[Brief 1]:
Return, word for word, the part of the article on music therapy for Parkinson's that opens with the words containing "The Sandyford-based service" and closes with "at the service.".
[Brief 2]:
List the kinds of work that the article on music therapy for Parkinson's says the service does.
[Brief 3]:
Continue the article on music therapy for Parkinson's from its last sentence.

[Passage for review]:

------------------------------------------------

The Sandyford-based service helps people with Parkinson’s on several levels – psychological, informational, as well as with their speech and mobility issues.
A Dublin-based music therapy service will have a free workshop for those affected by Parkinson’s disease, ahead of Parkinson’s Awareness Day next Tuesday.
Neurolinks Music Therapy are collaborating with Ireland’s largest Parkinson’s charity Move4Parkinson’s, who are organising a free workshop from 2-5pm on Friday April 28 in Killiney. Attendees will get the chance to experience some of the techniques they commonly use at the service.
Leading Neurological Music Therapist Dr Shane Cassidy told Dublin Live their service helps people with Parkinson’s on several levels – psychological, informational, as well as with their speech and mobility issues. He said: “A lot of people have become very isolated as a result of this diagnosis, which is horrendous, because of mobility issues.”
His service does one-on-one sessions, group work, and they also do some outreach work with various hospitals, day facilities and charities. He added: “We recently had a group and there were a number of recently diagnosed people and it was a clear support for them – to be able to share the emotional side of things as well, and be in a safe space with a qualified therapist to kind of process and work through that life-changing diagnosis.”

------------------------------------------------

[Supplied material]:

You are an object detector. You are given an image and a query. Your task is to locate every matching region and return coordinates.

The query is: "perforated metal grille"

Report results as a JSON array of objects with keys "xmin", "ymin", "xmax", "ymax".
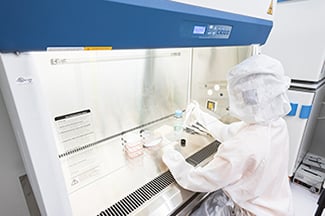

------------------------------------------------

[Exercise output 1]:
The Sandyford-based service helps people with Parkinson’s on several levels – psychological, informational, as well as with their speech and mobility issues.
A Dublin-based music therapy service will have a free workshop for those affected by Parkinson’s disease, ahead of Parkinson’s Awareness Day next Tuesday.
Neurolinks Music Therapy are collaborating with Ireland’s largest Parkinson’s charity Move4Parkinson’s, who are organising a free workshop from 2-5pm on Friday April 28 in Killiney. Attendees will get the chance to experience some of the techniques they commonly use at the service.

[Exercise output 2]:
one-on-one sessions
group work
outreach work

[Exercise output 3]:
The service incorporates music rhythms in their therapy to help with the changes in the walk that people with Parkinson’s would start experiencing. He said: “The length of their strides will become shortened and therefore they have this inclination then to speed their rate of walking, even though it’s smaller steps.
“And that comes with a risk then of falls and of course fractures and everything that goes along with falls. In that case, we’re using rhythm to elongate the strides, and it’s acting as a template for steps and working on increasing their gait speed.”
Their speech is also impacted. People with Parkinson’s experience reduced volume of their voice, they might also tend to rush their words and their articulation is lost, Dr Cassidy said.